─── Source data ───
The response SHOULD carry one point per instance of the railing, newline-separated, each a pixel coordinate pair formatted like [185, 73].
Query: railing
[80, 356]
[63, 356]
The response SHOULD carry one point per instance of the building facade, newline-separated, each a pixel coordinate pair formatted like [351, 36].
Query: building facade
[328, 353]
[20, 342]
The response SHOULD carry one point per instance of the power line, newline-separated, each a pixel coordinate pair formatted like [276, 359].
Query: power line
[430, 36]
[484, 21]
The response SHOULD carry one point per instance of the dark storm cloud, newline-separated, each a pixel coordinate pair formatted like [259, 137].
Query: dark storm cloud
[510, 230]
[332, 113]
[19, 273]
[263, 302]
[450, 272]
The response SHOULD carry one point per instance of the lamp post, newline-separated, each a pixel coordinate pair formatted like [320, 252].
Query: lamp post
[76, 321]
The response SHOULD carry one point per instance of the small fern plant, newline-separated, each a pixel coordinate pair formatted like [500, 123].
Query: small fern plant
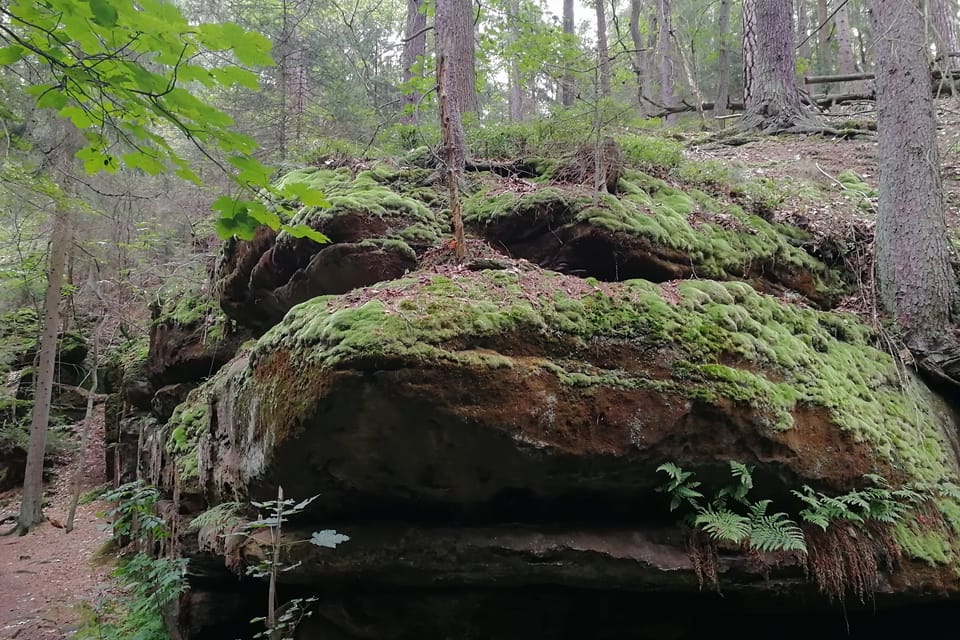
[731, 516]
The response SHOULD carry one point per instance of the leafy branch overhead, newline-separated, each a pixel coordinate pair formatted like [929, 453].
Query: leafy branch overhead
[122, 72]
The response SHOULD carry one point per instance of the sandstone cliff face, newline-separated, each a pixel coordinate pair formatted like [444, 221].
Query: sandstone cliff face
[489, 435]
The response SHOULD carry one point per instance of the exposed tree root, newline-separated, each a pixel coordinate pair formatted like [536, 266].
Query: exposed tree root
[848, 559]
[941, 365]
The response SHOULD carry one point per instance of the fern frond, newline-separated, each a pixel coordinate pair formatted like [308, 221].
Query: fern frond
[776, 532]
[724, 525]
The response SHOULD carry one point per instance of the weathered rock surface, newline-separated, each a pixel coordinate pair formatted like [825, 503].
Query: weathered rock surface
[510, 424]
[491, 436]
[189, 341]
[375, 232]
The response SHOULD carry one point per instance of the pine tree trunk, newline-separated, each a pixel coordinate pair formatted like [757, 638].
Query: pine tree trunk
[568, 85]
[848, 62]
[603, 52]
[665, 21]
[450, 88]
[515, 96]
[803, 31]
[414, 48]
[824, 41]
[635, 9]
[723, 61]
[31, 505]
[454, 30]
[917, 284]
[771, 94]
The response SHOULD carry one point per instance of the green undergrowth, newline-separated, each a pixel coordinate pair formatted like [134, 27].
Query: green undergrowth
[402, 199]
[190, 420]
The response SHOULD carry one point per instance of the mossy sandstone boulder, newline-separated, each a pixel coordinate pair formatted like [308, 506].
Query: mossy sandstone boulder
[520, 395]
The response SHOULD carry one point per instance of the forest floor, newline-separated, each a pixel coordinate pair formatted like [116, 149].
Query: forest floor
[47, 575]
[791, 160]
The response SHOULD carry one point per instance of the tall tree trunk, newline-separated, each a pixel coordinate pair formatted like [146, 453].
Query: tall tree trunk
[450, 89]
[414, 49]
[636, 7]
[723, 61]
[917, 284]
[771, 94]
[824, 40]
[515, 97]
[665, 21]
[603, 52]
[804, 50]
[293, 77]
[944, 15]
[31, 505]
[848, 62]
[454, 32]
[568, 87]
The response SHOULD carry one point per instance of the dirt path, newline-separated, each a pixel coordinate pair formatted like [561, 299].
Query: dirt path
[45, 574]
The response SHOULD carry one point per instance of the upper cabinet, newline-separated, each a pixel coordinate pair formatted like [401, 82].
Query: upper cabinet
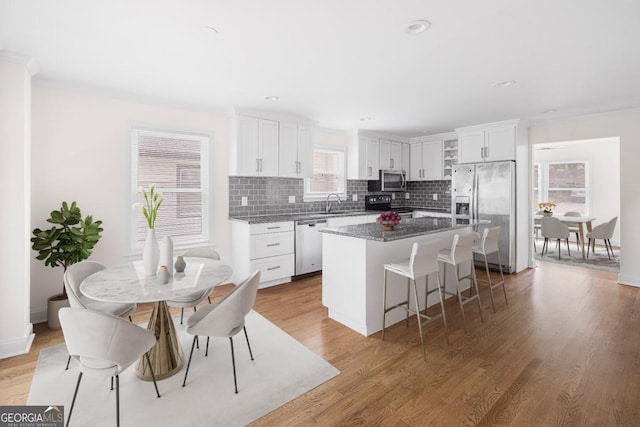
[390, 155]
[485, 143]
[267, 145]
[363, 153]
[296, 150]
[426, 161]
[255, 147]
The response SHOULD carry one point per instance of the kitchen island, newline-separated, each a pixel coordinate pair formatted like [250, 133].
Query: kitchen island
[353, 268]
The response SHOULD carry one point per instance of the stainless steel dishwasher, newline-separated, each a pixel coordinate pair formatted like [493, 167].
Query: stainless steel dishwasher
[309, 245]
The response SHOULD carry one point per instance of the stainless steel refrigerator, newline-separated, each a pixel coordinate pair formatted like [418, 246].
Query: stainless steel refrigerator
[488, 191]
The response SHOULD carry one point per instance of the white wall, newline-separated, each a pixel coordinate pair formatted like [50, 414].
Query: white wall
[603, 156]
[624, 125]
[16, 331]
[81, 152]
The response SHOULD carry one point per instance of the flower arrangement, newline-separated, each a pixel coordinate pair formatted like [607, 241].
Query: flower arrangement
[547, 207]
[389, 218]
[152, 201]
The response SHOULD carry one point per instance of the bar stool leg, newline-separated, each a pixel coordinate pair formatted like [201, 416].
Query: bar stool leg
[415, 295]
[384, 301]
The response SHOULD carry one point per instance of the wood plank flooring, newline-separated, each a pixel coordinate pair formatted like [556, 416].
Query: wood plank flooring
[564, 352]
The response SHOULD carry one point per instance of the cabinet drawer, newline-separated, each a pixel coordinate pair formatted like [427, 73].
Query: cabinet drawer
[268, 245]
[275, 267]
[272, 227]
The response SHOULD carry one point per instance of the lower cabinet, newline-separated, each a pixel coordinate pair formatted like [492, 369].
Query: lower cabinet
[269, 248]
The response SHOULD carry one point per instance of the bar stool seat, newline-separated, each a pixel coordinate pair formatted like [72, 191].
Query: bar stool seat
[461, 252]
[422, 262]
[488, 244]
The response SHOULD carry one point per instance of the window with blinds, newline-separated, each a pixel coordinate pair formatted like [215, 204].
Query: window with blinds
[329, 174]
[177, 163]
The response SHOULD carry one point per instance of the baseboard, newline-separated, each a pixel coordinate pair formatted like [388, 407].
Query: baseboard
[16, 347]
[624, 279]
[39, 315]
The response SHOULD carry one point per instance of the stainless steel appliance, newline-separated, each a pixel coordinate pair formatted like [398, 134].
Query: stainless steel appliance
[309, 245]
[382, 202]
[487, 191]
[389, 181]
───
**The task**
Render all of the material above as a JSON list of strings, one string per line, with blank lines omitted. Leave the pictures out.

**Result for this exercise**
[
  "The response SHOULD carry one point per instance of the railing, newline-separated, each a pixel coordinate pair formatted like [185, 73].",
  "Query: railing",
  "[80, 356]",
  "[63, 356]",
  "The response SHOULD carry one point per instance of the building facade, newline-separated, each a pixel coordinate pair formatted like [351, 36].",
  "Query: building facade",
  "[328, 353]",
  "[20, 342]",
  "The response SHOULD carry one point per instance of the power line, newline-separated, each a pixel coordinate pair formatted like [276, 359].",
  "Query: power line",
  "[430, 36]",
  "[484, 21]",
  "The response SHOULD carry one point per instance of the dark storm cloud, newline-separated, each a pixel coordinate pair formatted like [259, 137].",
  "Query: dark storm cloud",
  "[510, 230]",
  "[332, 113]",
  "[19, 273]",
  "[263, 302]",
  "[450, 272]",
  "The response SHOULD carry one point per instance of the lamp post, newline-separated, each a pixel coordinate pair formatted like [320, 252].",
  "Query: lamp post",
  "[76, 321]",
  "The response SHOULD carry one point per instance of the small fern plant, newline-separated, each a pixel coordinate pair formatted like [500, 123].",
  "Query: small fern plant",
  "[731, 516]",
  "The response SHOULD carry one point per instance of the leafy branch overhead, newline-separated, each a pixel coordinate pair formatted like [929, 453].",
  "Query: leafy branch overhead",
  "[122, 72]",
  "The response SHOULD carry one point per instance of the sandstone cliff face, newline-separated, each a pixel coordinate pair formatted like [444, 221].",
  "Query: sandstone cliff face",
  "[489, 435]",
  "The response SHOULD carry one point per instance of the exposed tree root, newline-separated, each a pixel coordinate pair formatted like [536, 266].",
  "Query: exposed tree root",
  "[848, 559]",
  "[941, 365]",
  "The response SHOULD carry one point per instance of the fern frond, newline-separated, each a pixel coordinate pair formatted like [308, 221].",
  "Query: fern frond",
  "[776, 532]",
  "[724, 525]",
  "The response SHOULD carry one point per instance of the weathered rock surface, newline-separated, each a pixel coordinate pair formatted like [825, 503].",
  "Query: weathered rock surface",
  "[510, 424]",
  "[491, 436]",
  "[189, 341]",
  "[375, 232]",
  "The response SHOULD carry one point per instance of the pine tree trunk, newline-separated, each a pixel coordinate pair formatted like [757, 638].",
  "Query: pine tree trunk",
  "[568, 85]",
  "[848, 62]",
  "[603, 52]",
  "[665, 21]",
  "[450, 88]",
  "[515, 96]",
  "[803, 31]",
  "[414, 48]",
  "[824, 41]",
  "[635, 9]",
  "[723, 61]",
  "[31, 505]",
  "[454, 30]",
  "[917, 284]",
  "[771, 94]",
  "The response SHOULD carry one point per instance of the green undergrowth, newline-separated, each a pixel coordinate pair formatted like [134, 27].",
  "Query: green undergrowth",
  "[402, 199]",
  "[190, 420]",
  "The response SHOULD carry one point per instance of the mossy sandstone boulder, newline-separated, each a pixel coordinate pair formatted like [308, 506].",
  "Query: mossy sandstone boulder",
  "[520, 395]",
  "The response SHOULD carry one point per instance of the forest floor, newline-separated, each a pixel coordinate pair formatted like [116, 149].",
  "Query: forest floor",
  "[47, 575]",
  "[791, 160]",
  "The response SHOULD carry one point per instance of the tall tree trunk, newline-separated, each a pixel coordinate pair formatted like [146, 453].",
  "Query: tall tree trunk",
  "[450, 89]",
  "[414, 49]",
  "[636, 7]",
  "[723, 61]",
  "[917, 284]",
  "[771, 94]",
  "[824, 40]",
  "[515, 97]",
  "[665, 21]",
  "[603, 52]",
  "[804, 50]",
  "[293, 77]",
  "[944, 15]",
  "[31, 505]",
  "[848, 62]",
  "[454, 32]",
  "[568, 87]",
  "The response SHOULD carry one point per instance of the dirt path, newline-separated, each a pixel coordinate pair formatted like [561, 299].",
  "Query: dirt path",
  "[45, 574]",
  "The response SHOULD carry one point per instance of the upper cabinet, newline-separated, each a pixel coordinate pair formatted like [401, 82].",
  "Query: upper cabinet",
  "[390, 155]",
  "[485, 143]",
  "[267, 145]",
  "[363, 153]",
  "[296, 150]",
  "[426, 161]",
  "[255, 147]",
  "The response SHOULD carry one point per instance of the kitchen island, newline-separated, each a pixel coordinate pair formatted like [250, 133].",
  "Query: kitchen island",
  "[353, 268]",
  "The response SHOULD carry one point per instance of the stainless steel dishwasher, newline-separated, each a pixel coordinate pair formatted like [493, 167].",
  "Query: stainless steel dishwasher",
  "[309, 245]",
  "The response SHOULD carry one point per instance of the stainless steel refrigerator, newline-separated, each a pixel coordinate pair formatted like [418, 246].",
  "Query: stainless steel refrigerator",
  "[488, 191]",
  "The response SHOULD carry one point per instance of the white wall, newline-separated, each a pixel coordinate pair formatted like [50, 414].",
  "Query: white wall",
  "[603, 156]",
  "[624, 125]",
  "[16, 331]",
  "[81, 152]",
  "The response SHOULD carry one point per instance of the flower arrangement, newline-separated, each a pixel coordinate pair formatted like [607, 241].",
  "Query: flower arrangement",
  "[547, 207]",
  "[389, 218]",
  "[152, 201]",
  "The response SHOULD carry one point per instance of the bar stool leg, newline-separated, each a pixel coordinate pair formatted like [201, 416].",
  "Query: bar stool leg",
  "[415, 295]",
  "[384, 301]",
  "The response SHOULD carry one point per instance of the wood plank flooring, newline-separated, each a pixel coordinate pair formatted like [556, 416].",
  "Query: wood plank flooring",
  "[564, 352]",
  "The response SHOULD carry one point per instance of the cabinet drawer, newline-separated, each a pixel coordinate pair formatted like [427, 73].",
  "Query: cabinet drawer",
  "[268, 245]",
  "[275, 267]",
  "[272, 227]",
  "The response SHOULD carry one point per instance of the lower cabinet, newline-separated, each a pixel coordinate pair formatted like [492, 369].",
  "Query: lower cabinet",
  "[269, 248]",
  "The response SHOULD carry one point per instance of the bar stool seat, newline-separated, each a pixel coordinate pair formatted like [72, 191].",
  "Query: bar stool seat",
  "[461, 252]",
  "[422, 262]",
  "[488, 244]",
  "The response SHOULD carry one point per instance of the window with blinds, newline-separated, each a pixel coordinate pair formatted like [215, 204].",
  "Query: window with blinds",
  "[329, 174]",
  "[177, 163]",
  "The response SHOULD carry one point per instance of the baseboard, newline-separated, each a pixel coordinate pair formatted like [388, 407].",
  "Query: baseboard",
  "[16, 347]",
  "[624, 279]",
  "[39, 315]",
  "The response SHOULD carry one point per instance of the stainless steel appliance, newline-separated, each a pixel coordinate pair formatted like [398, 134].",
  "Query: stainless steel appliance",
  "[309, 245]",
  "[382, 202]",
  "[487, 191]",
  "[389, 181]"
]